What to do: Return every line of the records that includes the string "camouflage".

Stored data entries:
• • • •

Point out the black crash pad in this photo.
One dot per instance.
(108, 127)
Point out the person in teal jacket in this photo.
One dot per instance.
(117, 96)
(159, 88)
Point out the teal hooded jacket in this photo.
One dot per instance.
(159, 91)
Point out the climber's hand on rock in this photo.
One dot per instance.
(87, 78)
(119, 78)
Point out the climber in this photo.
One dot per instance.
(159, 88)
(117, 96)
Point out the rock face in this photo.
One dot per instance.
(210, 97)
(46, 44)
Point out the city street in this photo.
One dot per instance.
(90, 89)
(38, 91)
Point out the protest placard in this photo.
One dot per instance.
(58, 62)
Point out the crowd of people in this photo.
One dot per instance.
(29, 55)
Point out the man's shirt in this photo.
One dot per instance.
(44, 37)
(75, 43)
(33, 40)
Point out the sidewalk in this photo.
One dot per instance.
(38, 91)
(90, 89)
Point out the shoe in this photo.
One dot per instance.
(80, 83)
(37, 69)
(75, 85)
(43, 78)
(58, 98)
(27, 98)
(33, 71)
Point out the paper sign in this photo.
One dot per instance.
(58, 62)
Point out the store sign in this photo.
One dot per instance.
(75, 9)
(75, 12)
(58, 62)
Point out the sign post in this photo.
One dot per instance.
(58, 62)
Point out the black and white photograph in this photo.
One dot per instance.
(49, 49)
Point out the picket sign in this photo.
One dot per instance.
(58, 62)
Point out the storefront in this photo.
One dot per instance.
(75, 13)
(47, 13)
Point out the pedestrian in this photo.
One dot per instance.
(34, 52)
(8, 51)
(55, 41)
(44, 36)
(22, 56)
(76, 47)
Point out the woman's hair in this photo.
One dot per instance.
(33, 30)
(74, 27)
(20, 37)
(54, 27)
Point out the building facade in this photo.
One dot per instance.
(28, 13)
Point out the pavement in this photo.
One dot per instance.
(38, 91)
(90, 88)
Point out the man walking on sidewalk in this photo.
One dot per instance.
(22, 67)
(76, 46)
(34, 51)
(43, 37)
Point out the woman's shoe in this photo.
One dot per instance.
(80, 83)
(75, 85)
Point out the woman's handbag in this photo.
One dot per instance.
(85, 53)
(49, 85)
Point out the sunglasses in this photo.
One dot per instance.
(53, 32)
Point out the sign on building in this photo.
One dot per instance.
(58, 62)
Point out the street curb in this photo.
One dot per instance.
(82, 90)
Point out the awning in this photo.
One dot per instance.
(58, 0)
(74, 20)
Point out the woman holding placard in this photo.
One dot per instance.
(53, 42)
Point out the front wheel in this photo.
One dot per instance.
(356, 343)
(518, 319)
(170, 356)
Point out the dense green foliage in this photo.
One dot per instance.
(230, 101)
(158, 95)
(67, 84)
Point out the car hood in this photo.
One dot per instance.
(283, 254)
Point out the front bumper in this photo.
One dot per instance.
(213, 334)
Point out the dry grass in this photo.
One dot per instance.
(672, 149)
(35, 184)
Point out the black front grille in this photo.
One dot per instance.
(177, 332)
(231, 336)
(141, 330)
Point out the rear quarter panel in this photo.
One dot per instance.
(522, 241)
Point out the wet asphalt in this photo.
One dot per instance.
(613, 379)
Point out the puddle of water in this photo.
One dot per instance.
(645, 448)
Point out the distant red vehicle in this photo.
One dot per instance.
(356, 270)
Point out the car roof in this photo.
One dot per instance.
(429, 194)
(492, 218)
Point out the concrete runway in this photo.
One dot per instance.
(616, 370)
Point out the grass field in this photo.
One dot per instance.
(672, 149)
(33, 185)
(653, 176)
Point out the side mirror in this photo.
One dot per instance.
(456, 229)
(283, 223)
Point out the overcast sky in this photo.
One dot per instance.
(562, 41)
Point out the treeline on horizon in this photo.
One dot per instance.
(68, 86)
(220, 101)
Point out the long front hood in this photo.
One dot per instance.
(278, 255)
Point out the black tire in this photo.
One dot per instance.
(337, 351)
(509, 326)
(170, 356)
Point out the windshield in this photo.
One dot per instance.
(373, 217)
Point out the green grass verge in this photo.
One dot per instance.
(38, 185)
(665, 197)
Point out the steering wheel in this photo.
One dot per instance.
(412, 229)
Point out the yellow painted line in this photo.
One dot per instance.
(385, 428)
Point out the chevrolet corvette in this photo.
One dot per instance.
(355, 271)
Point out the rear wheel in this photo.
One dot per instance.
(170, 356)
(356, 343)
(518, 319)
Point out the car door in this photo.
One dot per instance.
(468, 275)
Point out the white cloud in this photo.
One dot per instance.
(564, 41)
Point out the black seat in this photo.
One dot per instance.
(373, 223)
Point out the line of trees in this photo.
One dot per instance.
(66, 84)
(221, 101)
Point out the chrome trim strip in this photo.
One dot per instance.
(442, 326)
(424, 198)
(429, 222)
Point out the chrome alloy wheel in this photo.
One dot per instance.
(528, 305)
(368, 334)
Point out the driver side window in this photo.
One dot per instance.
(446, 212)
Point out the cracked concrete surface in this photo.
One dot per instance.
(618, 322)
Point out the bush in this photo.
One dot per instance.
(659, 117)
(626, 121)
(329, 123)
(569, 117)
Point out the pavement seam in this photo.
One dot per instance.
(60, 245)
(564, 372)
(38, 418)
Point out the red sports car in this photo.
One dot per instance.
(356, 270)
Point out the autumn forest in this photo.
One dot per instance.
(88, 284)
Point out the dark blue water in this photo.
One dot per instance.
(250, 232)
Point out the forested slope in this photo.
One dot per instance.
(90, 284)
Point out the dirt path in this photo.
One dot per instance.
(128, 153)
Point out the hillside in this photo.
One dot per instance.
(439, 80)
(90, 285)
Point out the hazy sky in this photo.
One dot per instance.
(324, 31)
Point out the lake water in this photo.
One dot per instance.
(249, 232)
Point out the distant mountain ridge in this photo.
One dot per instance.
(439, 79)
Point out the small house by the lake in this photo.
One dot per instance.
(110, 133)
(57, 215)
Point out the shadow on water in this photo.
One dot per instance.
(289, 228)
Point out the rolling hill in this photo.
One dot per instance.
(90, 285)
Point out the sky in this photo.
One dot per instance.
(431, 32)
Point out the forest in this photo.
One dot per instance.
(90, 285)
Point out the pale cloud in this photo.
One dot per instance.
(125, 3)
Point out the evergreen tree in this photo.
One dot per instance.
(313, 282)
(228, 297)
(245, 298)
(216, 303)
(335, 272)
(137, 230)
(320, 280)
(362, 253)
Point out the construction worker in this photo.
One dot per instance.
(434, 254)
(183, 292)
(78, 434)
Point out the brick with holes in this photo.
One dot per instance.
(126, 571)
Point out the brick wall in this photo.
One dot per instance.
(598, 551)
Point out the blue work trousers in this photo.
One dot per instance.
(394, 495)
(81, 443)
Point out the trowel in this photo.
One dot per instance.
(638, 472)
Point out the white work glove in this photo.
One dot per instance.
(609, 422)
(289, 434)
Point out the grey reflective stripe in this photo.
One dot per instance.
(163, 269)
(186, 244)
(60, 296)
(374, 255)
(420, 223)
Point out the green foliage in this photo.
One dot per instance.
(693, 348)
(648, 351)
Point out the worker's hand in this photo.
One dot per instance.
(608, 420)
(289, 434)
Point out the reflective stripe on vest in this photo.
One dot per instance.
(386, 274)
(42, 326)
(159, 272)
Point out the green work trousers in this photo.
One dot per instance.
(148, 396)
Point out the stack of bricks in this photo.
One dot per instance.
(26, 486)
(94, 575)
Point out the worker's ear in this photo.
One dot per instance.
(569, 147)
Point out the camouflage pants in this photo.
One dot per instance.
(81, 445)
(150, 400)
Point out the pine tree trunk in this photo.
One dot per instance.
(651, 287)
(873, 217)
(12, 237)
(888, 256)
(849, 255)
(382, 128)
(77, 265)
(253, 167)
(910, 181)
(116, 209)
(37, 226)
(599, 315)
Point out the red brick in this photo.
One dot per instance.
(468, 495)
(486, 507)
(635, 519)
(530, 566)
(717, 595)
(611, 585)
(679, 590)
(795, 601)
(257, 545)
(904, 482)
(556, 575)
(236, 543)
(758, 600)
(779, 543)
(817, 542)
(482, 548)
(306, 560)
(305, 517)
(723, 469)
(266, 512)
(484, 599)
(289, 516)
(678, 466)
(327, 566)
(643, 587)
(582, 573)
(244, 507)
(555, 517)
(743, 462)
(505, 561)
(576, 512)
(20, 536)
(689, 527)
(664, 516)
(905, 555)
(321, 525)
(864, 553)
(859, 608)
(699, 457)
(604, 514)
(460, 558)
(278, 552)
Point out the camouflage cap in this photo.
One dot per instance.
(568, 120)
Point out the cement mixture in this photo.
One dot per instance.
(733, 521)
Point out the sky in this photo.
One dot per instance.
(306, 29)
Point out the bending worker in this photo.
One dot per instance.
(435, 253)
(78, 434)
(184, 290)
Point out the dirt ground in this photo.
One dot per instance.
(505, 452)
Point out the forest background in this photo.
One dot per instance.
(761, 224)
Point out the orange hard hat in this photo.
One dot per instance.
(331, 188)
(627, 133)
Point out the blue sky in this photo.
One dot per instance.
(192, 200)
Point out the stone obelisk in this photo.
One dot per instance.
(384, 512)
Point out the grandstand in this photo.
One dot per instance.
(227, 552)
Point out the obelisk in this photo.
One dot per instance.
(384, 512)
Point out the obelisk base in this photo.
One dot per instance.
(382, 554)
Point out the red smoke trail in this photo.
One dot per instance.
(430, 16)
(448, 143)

• • • •

Solution for this problem:
Point out the camouflage pants in this photo.
Point out the camouflage cap in this photo.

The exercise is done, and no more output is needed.